** Opening Material for this exercise block **
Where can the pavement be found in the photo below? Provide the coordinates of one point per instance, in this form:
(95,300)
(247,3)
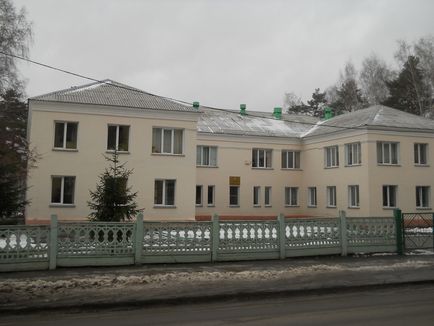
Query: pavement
(78,289)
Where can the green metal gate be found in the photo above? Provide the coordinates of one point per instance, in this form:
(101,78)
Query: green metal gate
(418,232)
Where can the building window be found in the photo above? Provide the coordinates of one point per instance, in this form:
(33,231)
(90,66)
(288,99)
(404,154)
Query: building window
(353,154)
(65,135)
(206,156)
(267,196)
(256,195)
(422,196)
(164,193)
(331,196)
(387,152)
(62,190)
(199,195)
(117,138)
(311,197)
(167,140)
(353,196)
(420,154)
(261,158)
(291,196)
(290,160)
(234,195)
(389,196)
(210,197)
(331,156)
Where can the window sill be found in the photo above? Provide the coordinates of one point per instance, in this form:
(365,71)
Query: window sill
(167,154)
(56,149)
(386,164)
(110,151)
(62,205)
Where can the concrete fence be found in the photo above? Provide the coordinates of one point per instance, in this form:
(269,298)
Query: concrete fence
(66,244)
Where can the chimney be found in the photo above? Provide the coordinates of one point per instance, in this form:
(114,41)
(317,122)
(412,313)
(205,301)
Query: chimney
(277,113)
(243,109)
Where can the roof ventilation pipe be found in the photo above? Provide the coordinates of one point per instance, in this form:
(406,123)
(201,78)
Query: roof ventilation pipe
(243,109)
(277,113)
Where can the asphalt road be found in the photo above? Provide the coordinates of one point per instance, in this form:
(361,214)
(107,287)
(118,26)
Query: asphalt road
(404,305)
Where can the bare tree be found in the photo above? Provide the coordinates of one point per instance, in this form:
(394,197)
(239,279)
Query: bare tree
(373,77)
(15,38)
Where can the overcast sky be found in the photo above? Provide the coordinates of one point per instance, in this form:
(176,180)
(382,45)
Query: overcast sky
(221,53)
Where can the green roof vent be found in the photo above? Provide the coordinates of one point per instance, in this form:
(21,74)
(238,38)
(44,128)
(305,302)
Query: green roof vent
(328,113)
(243,109)
(277,113)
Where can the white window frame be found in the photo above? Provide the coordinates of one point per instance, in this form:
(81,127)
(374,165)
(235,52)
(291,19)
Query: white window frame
(210,204)
(238,196)
(420,204)
(312,197)
(200,156)
(65,131)
(172,141)
(267,162)
(353,196)
(296,163)
(418,149)
(257,195)
(200,203)
(331,196)
(291,194)
(331,156)
(267,196)
(164,201)
(353,154)
(117,138)
(388,196)
(385,152)
(62,190)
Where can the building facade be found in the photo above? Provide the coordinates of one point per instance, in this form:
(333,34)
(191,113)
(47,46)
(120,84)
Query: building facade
(191,161)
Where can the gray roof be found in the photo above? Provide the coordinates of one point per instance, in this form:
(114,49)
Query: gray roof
(111,93)
(218,121)
(377,116)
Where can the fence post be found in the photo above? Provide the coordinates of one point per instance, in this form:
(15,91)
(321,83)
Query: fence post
(215,237)
(138,241)
(344,237)
(282,236)
(399,231)
(52,249)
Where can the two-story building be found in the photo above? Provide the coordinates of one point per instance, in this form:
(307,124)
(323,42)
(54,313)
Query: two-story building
(193,161)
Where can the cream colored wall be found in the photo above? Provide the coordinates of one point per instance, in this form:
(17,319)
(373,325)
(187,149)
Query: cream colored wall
(234,156)
(406,175)
(88,162)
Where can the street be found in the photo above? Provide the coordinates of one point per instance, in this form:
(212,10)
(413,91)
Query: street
(404,305)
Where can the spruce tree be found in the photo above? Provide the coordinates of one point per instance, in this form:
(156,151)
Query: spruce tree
(113,200)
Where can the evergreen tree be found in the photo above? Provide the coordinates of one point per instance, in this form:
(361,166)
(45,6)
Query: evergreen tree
(409,92)
(15,155)
(113,201)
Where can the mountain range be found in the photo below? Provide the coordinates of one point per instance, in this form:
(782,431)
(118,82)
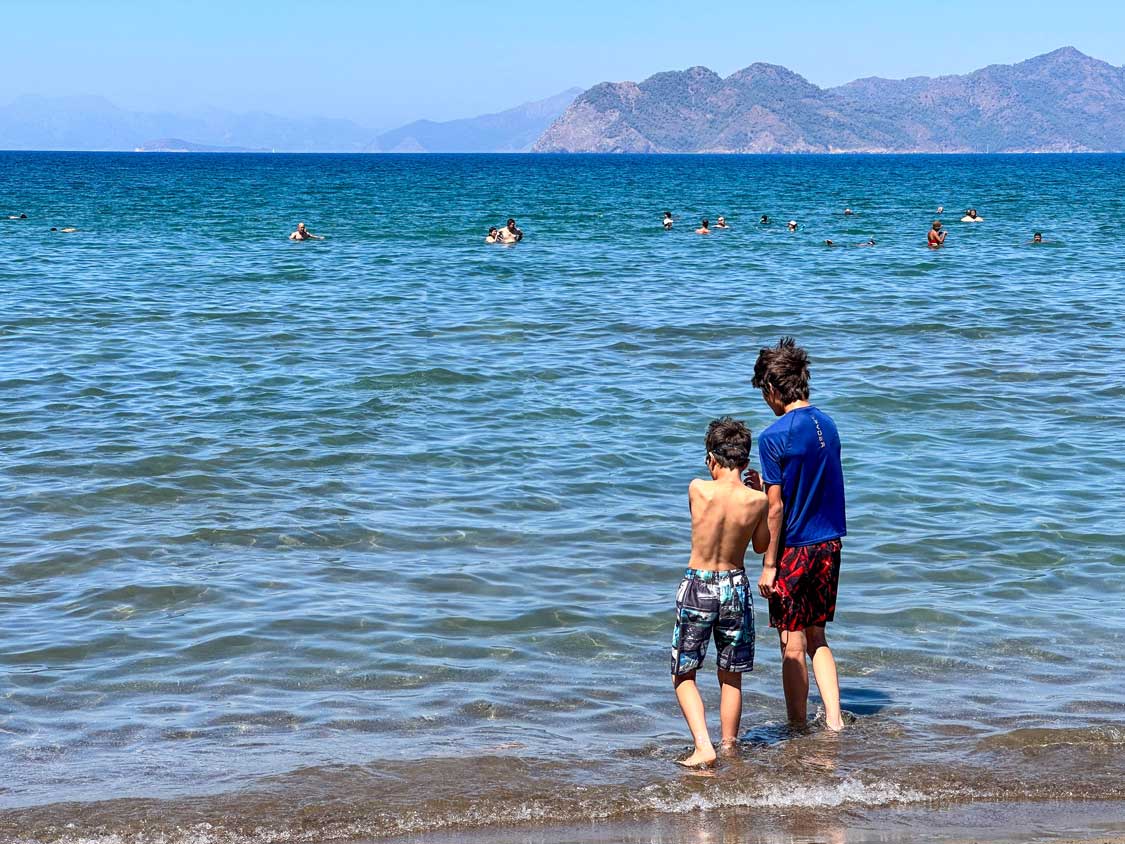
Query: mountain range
(95,123)
(1061,101)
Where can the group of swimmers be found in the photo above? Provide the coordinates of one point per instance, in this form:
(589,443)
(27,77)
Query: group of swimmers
(935,238)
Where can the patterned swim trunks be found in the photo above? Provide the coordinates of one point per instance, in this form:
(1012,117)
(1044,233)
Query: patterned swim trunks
(713,603)
(804,593)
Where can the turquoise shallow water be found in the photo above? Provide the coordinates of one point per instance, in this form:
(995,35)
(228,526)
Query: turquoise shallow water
(388,527)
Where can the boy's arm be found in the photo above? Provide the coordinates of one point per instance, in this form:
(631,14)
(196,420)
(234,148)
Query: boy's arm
(692,487)
(775,520)
(761,538)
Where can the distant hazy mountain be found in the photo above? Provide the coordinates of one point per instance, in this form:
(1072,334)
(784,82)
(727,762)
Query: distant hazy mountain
(93,123)
(512,131)
(174,144)
(1062,101)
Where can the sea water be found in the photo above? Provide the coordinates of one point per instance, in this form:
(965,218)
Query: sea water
(381,533)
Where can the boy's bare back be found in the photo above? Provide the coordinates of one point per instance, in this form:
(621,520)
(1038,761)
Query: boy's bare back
(727,515)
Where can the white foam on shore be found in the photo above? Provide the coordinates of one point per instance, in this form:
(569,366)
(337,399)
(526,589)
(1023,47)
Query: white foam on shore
(845,792)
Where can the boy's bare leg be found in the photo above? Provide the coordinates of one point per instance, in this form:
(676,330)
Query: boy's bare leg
(691,705)
(794,675)
(824,670)
(730,706)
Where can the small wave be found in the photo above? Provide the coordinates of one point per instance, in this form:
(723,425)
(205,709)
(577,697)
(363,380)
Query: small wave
(849,791)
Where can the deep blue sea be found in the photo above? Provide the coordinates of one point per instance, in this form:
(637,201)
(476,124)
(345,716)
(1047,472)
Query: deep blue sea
(380,533)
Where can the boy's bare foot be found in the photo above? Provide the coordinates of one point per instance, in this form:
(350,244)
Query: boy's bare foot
(699,759)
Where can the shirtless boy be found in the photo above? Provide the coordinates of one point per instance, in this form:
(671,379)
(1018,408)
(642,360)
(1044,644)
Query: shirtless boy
(936,236)
(714,598)
(304,234)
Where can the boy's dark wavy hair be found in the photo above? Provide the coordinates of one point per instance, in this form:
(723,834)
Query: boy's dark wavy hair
(729,442)
(784,368)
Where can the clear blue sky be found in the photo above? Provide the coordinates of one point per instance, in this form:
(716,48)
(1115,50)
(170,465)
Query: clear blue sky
(385,63)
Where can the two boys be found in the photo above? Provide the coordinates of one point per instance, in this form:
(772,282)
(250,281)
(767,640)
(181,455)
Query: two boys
(797,523)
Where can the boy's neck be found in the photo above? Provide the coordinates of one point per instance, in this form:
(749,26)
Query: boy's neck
(723,475)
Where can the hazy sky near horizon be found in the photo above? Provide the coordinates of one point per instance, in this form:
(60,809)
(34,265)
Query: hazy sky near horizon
(383,64)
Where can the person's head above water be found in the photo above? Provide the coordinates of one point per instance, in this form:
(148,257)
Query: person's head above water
(728,443)
(782,375)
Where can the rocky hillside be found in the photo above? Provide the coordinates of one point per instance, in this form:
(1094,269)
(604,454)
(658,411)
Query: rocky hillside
(1062,101)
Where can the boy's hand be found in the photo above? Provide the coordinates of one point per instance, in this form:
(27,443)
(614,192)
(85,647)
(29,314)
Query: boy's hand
(766,581)
(753,479)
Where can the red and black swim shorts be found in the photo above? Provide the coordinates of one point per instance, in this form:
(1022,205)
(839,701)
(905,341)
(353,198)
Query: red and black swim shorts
(804,593)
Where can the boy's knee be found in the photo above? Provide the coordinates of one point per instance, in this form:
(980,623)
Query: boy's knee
(730,678)
(815,639)
(687,675)
(792,646)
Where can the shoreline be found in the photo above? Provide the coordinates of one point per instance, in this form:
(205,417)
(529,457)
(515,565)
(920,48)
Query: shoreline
(975,823)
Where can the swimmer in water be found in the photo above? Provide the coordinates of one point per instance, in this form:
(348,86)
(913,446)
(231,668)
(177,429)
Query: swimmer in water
(511,233)
(304,234)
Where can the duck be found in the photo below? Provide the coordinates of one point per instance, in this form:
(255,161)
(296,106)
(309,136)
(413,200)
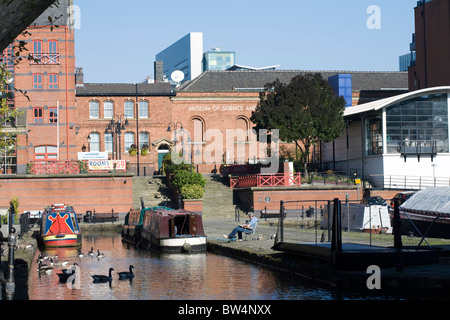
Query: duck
(58,263)
(102,278)
(100,255)
(65,275)
(126,274)
(44,268)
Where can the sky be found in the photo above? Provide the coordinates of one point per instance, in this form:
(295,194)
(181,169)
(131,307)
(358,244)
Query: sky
(117,41)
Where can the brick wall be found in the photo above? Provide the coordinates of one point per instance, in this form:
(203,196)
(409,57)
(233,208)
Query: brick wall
(99,193)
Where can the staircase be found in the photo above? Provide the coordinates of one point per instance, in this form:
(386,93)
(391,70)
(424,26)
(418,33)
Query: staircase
(218,198)
(153,190)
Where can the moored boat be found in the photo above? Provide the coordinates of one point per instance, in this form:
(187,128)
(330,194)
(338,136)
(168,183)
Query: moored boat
(427,213)
(132,228)
(173,231)
(59,227)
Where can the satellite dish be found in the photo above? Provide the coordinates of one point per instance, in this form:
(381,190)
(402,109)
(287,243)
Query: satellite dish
(177,76)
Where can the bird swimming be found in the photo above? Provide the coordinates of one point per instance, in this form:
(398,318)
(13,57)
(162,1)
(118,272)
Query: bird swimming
(100,255)
(102,278)
(126,274)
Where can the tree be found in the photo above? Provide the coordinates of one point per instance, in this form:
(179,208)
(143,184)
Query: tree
(304,111)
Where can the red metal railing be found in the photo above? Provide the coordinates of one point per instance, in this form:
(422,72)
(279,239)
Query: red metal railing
(55,167)
(266,180)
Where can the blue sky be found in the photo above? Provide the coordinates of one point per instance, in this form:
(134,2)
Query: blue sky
(117,40)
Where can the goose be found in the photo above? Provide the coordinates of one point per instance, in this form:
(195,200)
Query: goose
(58,263)
(126,274)
(100,255)
(43,268)
(65,275)
(102,278)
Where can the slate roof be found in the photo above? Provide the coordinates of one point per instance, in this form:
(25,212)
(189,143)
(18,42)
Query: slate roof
(226,81)
(124,89)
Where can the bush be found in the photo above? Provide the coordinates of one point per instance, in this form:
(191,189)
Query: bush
(192,191)
(183,178)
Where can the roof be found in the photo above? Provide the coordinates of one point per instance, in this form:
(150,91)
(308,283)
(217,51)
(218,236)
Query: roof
(435,200)
(124,89)
(383,103)
(228,81)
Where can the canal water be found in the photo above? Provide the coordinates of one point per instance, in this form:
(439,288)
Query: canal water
(165,276)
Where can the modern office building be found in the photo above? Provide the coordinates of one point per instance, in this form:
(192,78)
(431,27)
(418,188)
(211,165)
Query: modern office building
(185,55)
(401,142)
(217,60)
(432,45)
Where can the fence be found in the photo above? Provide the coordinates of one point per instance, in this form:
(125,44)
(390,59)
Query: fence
(265,180)
(397,182)
(311,221)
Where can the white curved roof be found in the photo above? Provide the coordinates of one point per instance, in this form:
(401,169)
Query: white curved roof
(383,103)
(434,200)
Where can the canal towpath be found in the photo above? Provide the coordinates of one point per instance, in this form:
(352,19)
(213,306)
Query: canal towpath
(426,280)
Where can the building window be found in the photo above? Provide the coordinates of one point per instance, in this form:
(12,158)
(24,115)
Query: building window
(418,124)
(143,139)
(94,143)
(109,142)
(46,153)
(37,49)
(37,81)
(53,115)
(143,109)
(53,57)
(129,140)
(93,109)
(38,115)
(374,144)
(53,81)
(108,109)
(129,109)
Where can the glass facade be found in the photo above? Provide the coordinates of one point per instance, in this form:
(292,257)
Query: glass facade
(218,60)
(418,126)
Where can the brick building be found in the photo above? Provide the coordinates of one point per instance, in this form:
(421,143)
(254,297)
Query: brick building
(431,44)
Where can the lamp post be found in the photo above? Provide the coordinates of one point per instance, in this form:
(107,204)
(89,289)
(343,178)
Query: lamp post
(115,126)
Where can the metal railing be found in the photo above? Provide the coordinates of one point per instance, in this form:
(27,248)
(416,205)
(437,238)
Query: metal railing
(398,182)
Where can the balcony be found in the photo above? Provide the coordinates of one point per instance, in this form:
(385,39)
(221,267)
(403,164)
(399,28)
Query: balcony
(45,58)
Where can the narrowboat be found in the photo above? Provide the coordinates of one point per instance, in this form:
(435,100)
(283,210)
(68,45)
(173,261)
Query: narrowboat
(177,231)
(59,227)
(132,227)
(427,213)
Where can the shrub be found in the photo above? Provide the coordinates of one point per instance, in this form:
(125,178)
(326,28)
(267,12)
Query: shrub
(192,191)
(187,177)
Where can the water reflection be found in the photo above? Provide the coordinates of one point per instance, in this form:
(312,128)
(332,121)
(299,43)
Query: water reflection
(163,276)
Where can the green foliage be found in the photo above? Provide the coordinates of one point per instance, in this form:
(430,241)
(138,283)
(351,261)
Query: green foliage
(171,167)
(192,191)
(184,177)
(304,111)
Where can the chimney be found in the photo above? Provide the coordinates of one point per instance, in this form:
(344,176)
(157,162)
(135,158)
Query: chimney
(159,71)
(79,77)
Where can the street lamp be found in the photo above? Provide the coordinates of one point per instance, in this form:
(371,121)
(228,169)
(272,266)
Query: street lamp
(115,126)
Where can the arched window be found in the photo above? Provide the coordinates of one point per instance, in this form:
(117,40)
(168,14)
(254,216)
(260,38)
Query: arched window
(93,109)
(143,109)
(143,139)
(129,140)
(129,109)
(199,130)
(108,108)
(94,143)
(46,153)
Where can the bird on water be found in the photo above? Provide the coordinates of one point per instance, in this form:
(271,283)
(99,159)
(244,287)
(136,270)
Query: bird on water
(126,274)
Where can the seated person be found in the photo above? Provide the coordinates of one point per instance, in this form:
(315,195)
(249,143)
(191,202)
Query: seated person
(243,228)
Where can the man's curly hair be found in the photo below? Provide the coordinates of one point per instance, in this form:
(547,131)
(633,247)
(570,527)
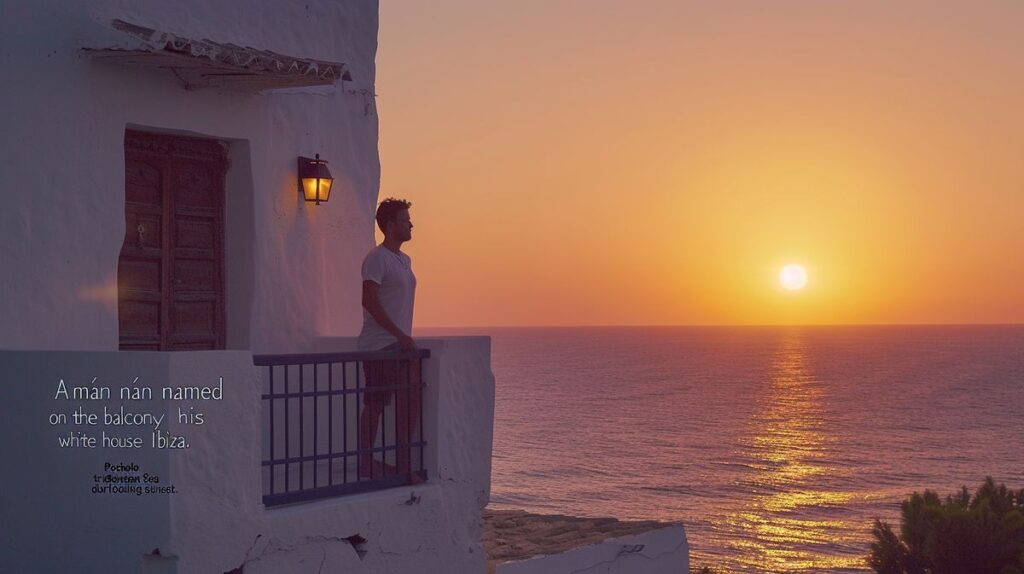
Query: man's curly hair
(387,210)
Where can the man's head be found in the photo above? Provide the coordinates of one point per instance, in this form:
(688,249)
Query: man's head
(392,218)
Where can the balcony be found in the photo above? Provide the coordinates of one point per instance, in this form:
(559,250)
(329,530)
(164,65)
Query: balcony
(218,520)
(339,424)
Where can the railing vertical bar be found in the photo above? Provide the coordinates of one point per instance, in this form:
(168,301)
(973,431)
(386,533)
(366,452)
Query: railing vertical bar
(344,420)
(358,426)
(408,448)
(330,423)
(288,441)
(381,398)
(315,427)
(302,428)
(272,437)
(420,390)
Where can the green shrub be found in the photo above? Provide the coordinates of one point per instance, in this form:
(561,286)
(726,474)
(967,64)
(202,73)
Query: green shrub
(980,534)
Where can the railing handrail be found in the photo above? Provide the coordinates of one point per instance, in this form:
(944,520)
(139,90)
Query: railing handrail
(348,356)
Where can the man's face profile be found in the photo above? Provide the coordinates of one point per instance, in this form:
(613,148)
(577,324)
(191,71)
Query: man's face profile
(401,226)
** Closing Material for this exercise block **
• _How to complete this task_
Read through the data above. Report each line that has the word "below".

• _Answer space_
Where can the pavement be found in the photo below? Provide the coordinates of one point per instance, in this form:
Where can the mountain range be found in the photo below? Provide the coordinates of one point per instance, in this form:
Where can the duck be found in the photo below? Provide the coordinates of one point per instance, in this form:
Where can the man's curly hair be found in the photo below? Provide the coordinates of one point per instance, in this form:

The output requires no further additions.